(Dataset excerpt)
::::
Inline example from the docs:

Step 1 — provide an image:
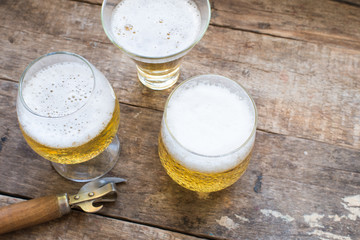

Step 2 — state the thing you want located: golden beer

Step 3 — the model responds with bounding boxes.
[101,0,211,90]
[20,101,120,164]
[16,52,120,182]
[159,75,257,192]
[159,135,252,192]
::::
Pull every line of the data above into your answer word for word, leaving out the picture.

Inline example from the docs:

Step 1 — provide an image:

Step 2 — state the thing you want located: golden beer

Step 3 — the model responds with bounding boxes.
[101,0,211,90]
[20,101,120,164]
[16,52,120,182]
[159,75,257,192]
[159,135,252,192]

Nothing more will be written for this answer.